- _BRIEF_
The required output is the exact sequence of lines from the line holding "the jacket sleeve" to the end of the records, inclusive.

☆ ☆ ☆

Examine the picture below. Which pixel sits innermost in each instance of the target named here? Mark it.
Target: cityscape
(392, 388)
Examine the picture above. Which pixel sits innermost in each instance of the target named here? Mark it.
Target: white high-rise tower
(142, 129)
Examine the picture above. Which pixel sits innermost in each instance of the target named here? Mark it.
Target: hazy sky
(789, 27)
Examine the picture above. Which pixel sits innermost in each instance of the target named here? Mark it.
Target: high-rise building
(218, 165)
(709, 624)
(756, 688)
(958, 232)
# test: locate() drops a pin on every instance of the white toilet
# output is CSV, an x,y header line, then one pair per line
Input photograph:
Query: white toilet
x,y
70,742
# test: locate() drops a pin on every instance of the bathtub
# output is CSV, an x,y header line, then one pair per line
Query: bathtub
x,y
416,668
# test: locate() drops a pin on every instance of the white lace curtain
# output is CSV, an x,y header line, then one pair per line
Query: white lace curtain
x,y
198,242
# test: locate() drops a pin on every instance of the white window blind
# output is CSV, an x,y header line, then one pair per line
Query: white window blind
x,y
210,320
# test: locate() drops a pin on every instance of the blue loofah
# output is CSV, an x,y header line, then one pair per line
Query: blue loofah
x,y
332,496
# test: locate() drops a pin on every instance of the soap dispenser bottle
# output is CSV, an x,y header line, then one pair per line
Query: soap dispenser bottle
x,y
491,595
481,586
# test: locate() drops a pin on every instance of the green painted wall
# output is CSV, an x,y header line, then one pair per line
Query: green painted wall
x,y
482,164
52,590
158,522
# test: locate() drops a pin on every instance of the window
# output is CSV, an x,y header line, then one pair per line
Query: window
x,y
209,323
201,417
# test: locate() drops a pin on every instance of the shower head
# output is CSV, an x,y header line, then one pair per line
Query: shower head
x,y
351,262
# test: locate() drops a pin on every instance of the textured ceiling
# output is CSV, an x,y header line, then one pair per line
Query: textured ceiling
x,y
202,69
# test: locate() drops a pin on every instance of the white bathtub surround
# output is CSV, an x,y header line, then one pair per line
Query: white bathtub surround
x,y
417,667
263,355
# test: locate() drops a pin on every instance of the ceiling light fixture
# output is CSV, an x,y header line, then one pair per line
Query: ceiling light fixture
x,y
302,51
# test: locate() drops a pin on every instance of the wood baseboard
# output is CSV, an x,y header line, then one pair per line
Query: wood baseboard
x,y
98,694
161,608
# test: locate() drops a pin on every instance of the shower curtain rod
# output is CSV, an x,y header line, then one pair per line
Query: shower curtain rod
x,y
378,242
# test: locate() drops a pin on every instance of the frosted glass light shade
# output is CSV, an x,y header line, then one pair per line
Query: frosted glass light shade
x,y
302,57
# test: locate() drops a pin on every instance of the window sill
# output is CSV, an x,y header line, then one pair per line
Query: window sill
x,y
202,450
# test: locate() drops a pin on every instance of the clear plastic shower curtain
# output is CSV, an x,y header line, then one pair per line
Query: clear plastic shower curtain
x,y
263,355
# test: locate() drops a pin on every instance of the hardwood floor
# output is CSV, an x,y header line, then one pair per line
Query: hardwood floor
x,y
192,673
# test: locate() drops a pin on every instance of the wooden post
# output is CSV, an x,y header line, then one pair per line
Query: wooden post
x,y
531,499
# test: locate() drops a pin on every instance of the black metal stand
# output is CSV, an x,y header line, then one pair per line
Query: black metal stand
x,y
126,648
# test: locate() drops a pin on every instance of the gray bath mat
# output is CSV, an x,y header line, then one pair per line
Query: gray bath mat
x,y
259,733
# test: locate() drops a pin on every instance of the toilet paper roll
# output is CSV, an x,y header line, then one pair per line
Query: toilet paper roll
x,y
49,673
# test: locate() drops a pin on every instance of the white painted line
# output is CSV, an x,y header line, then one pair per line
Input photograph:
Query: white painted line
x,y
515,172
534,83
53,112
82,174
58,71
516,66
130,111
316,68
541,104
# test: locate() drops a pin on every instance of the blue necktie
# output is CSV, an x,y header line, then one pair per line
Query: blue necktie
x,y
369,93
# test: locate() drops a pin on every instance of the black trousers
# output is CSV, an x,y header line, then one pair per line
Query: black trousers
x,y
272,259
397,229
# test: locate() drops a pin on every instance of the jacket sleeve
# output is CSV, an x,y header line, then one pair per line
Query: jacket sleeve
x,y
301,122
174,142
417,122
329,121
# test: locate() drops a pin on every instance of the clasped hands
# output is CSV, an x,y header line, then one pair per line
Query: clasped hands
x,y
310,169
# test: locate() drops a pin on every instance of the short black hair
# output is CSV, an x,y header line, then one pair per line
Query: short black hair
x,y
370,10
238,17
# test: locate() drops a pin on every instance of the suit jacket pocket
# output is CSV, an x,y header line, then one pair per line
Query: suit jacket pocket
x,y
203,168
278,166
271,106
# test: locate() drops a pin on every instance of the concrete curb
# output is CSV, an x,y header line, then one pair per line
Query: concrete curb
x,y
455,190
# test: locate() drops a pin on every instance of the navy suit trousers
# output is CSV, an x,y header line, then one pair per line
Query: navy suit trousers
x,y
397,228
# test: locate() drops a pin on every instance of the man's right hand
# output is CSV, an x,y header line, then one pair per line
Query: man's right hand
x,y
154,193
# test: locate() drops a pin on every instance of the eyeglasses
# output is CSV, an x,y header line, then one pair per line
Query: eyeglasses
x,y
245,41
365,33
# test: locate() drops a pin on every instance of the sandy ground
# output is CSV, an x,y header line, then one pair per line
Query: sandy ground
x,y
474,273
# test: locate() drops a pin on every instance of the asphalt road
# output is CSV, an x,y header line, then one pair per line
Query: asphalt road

☆ ☆ ☆

- _RESPONSE BELOW_
# test: locate() drops a pin on every instance of the jacket sleeve
# output is CSV, an x,y header line, then one pair per line
Query: jacket sleeve
x,y
301,122
174,142
417,122
329,121
# test: locate() drops a pin on every instance of the clasped hands
# output is CSV, an x,y header line, then one pair per line
Query: clasped hands
x,y
310,169
# test: locate() drops a pin on every instance of the short black hair
# output is CSV, an x,y header line, then one pair per line
Query: short black hair
x,y
370,10
238,17
# test: locate() drops a pin on every instance of the suit jacket pocket
# output is CSV, an x,y header line, then one pair per line
Query: suit jacket pocket
x,y
203,168
278,166
271,106
# test: locate() drops a pin on every instance of the concrete curb
# output is CSV, an x,y header line, then one pair per line
Query: concrete curb
x,y
455,190
# test: locate() drops a pin on every instance of the navy suit trousers
# output is CSV, an x,y header line, then one pair per line
Query: navy suit trousers
x,y
397,228
# test: locate() drops a pin on every instance of the man's right hand
# output is CSV, an x,y header line, then one pair per line
Query: man's right hand
x,y
154,193
# test: locate() drops a pin on every instance of the eyeglasses
# output is CSV, an x,y header line, then one pair per line
Query: eyeglasses
x,y
245,41
365,33
# test: locate() drops a pin on every instance of the sandy ground
# output is CSV, an x,y header line, then one pair per line
Query: sandy ground
x,y
474,273
# test: locate() drops a pin on every instance of the asphalt road
# output is CSV, an x,y header line, then one pair per line
Query: asphalt road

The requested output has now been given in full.